_Assignment 1_
In the seafood allergy text, reproduce the passage from "Seafood allergy is" up to and including "without any problems.".
_Assignment 2_
Answer these questions using the seafood allergy text:
(a) Among which group is seafood allergy said to be particularly common?
(b) Which crustaceans are listed as examples?
(c) What is named as the safest way to determine which shellfish or seafood someone is allergic to?
_Assignment 3_
Decide whether each statement agrees with the seafood allergy text. Answer yes or no, and quote the words that decide it.
(a) Seafood allergy is more common in children than in adults.
(b) Squid is classed as a mollusk.
(c) A person can develop seafood allergy after having eaten fish with no problems before.

Seafood Allergy

Seafood allergy is one of the most common food allergies in the world, particularly, among adults in the U.S. It is much more common in adults than in children and once you develop this type of allergy, it tends to be severe and lifelong. Seafood allergy can also develop even though shellfish or fish was previously eaten without any problems.

The term “seafood” encompasses the following:

  • Vertebrate finned fish such as salmon, tuna, and cod
  • Crustaceans such as shrimp, prawn, crab, lobster, and crawfish
  • Mollusks such as squid, snails, and bivalves (scallops, clams, oysters, mussels, among others)

People who are allergic to one type of crustacean are generally allergic to all other crustaceans as well, but there are others who react to only certain kinds. Reactions range from mild symptoms to severe and even life-threatening. Allergy testing is still the safest way to determine specifically which shellfish or seafood you’re allergic to.

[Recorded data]
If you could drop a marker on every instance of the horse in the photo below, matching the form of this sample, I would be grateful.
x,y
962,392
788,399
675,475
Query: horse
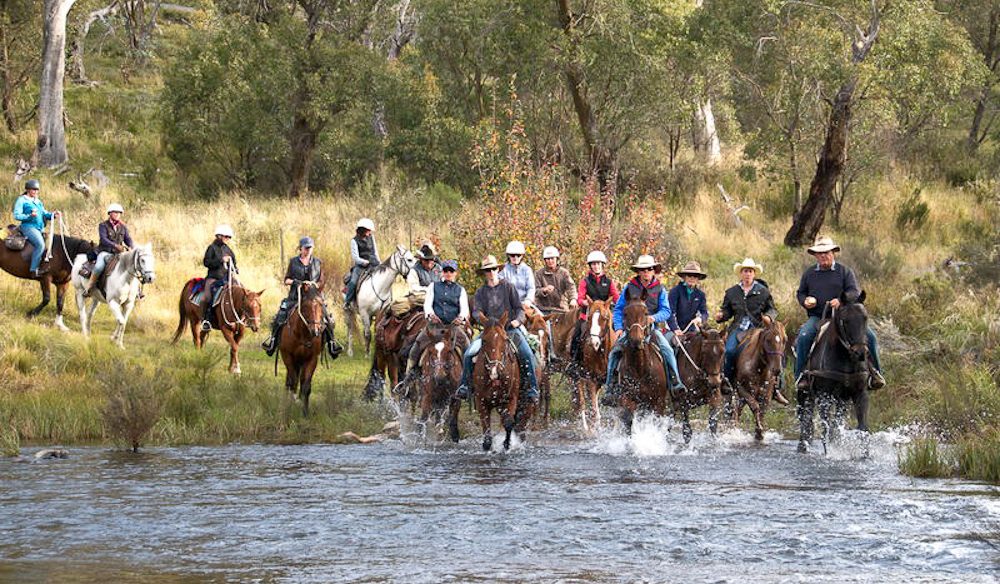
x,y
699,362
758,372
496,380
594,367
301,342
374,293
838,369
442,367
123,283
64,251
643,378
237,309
...
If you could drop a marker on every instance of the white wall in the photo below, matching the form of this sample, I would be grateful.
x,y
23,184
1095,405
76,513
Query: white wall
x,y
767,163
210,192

_Answer section 1_
Seafood allergy is one of the most common food allergies in the world, particularly, among adults in the U.S. It is much more common in adults than in children and once you develop this type of allergy, it tends to be severe and lifelong. Seafood allergy can also develop even though shellfish or fish was previously eaten without any problems.

_Answer section 2_
(a) Adults in the U.S.
(b) Shrimp, prawn, crab, lobster, and crawfish.
(c) Allergy testing.

_Answer section 3_
(a) No: "It is much more common in adults than in children"
(b) Yes: "Mollusks such as squid"
(c) Yes: "Seafood allergy can also develop even though shellfish or fish was previously eaten without any problems."